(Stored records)
►

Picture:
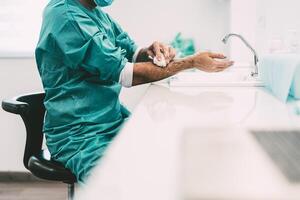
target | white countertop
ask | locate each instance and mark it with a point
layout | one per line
(144, 160)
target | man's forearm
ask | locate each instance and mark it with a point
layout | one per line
(147, 72)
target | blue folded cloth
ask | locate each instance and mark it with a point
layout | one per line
(277, 72)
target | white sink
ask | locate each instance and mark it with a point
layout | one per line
(229, 78)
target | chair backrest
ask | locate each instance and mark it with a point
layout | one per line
(31, 109)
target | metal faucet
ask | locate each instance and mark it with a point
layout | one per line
(225, 40)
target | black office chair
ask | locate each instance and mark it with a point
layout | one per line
(32, 110)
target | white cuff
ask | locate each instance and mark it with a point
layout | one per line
(126, 75)
(135, 55)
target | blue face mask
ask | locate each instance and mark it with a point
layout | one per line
(103, 3)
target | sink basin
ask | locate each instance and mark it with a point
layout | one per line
(229, 78)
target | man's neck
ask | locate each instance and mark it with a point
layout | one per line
(90, 4)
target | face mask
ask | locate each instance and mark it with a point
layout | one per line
(103, 3)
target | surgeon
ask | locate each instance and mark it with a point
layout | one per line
(84, 58)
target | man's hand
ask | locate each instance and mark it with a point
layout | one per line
(158, 50)
(207, 62)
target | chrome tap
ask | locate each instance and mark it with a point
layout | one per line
(225, 40)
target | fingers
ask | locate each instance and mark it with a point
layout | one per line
(172, 53)
(150, 53)
(161, 51)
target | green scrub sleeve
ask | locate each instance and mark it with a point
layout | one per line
(123, 39)
(94, 53)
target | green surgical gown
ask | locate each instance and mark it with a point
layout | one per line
(80, 55)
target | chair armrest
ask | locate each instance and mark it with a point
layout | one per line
(15, 107)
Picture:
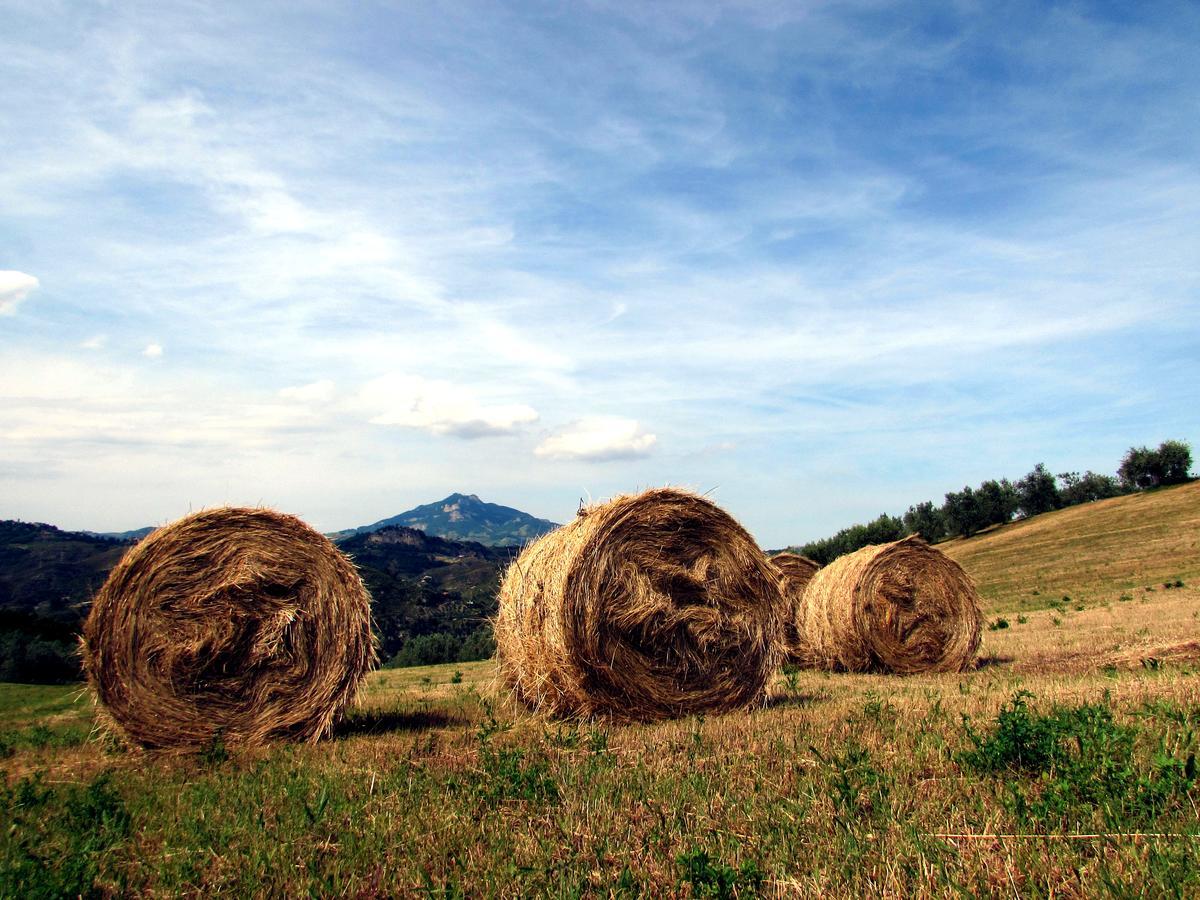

◄

**WRITTEN PROBLEM**:
Rescale the part of the material that opens with the line containing "target | black office chair" and runs through the end of the material, both ends included, by writing out every line again, requests included, with each point coordinate in the answers multiplied by 2.15 and rounded to a whole number, halves up. Leave the pictures out.

**RESPONSE TO THE EXERCISE**:
target | black office chair
ask | locate each instance and mark it with a point
layout | one per line
(69, 237)
target | white cuff
ask | locate each instance and mark it with a point
layout | one per line
(271, 161)
(290, 118)
target | blue face mask
ask | locate each instance and mark it with a point
layout | one per line
(221, 6)
target | sink basin
ask | locate each instance and mark it with a point
layout | one per line
(492, 168)
target | man's neck
ask | locate each instance and mark it with a point
layout | one per line
(194, 9)
target | face mask
ask | locate each instance and mark it with a point
layout | one per line
(221, 6)
target | surgeon
ask | locate each instance and mark it with a point
layout | one per line
(181, 125)
target | man's hand
ask | locate each instance and mark it with a point
layout | one per line
(340, 108)
(445, 133)
target | chrome tap
ask | locate each instance and mark it with a point
layout | one per line
(484, 86)
target | fingers
ask | locate each instance and mark it with a point
layout | one per line
(370, 114)
(323, 114)
(346, 110)
target | green scrub sleeve
ask | locate each instance and mark it with a point
layout | one per line
(264, 84)
(202, 114)
target | green surgical gown
ask | locate each instance and mark it with a point
layout | one per line
(172, 118)
target | chair armrest
ask | locate each instance and mark it with a point
layout | one per line
(32, 230)
Picture:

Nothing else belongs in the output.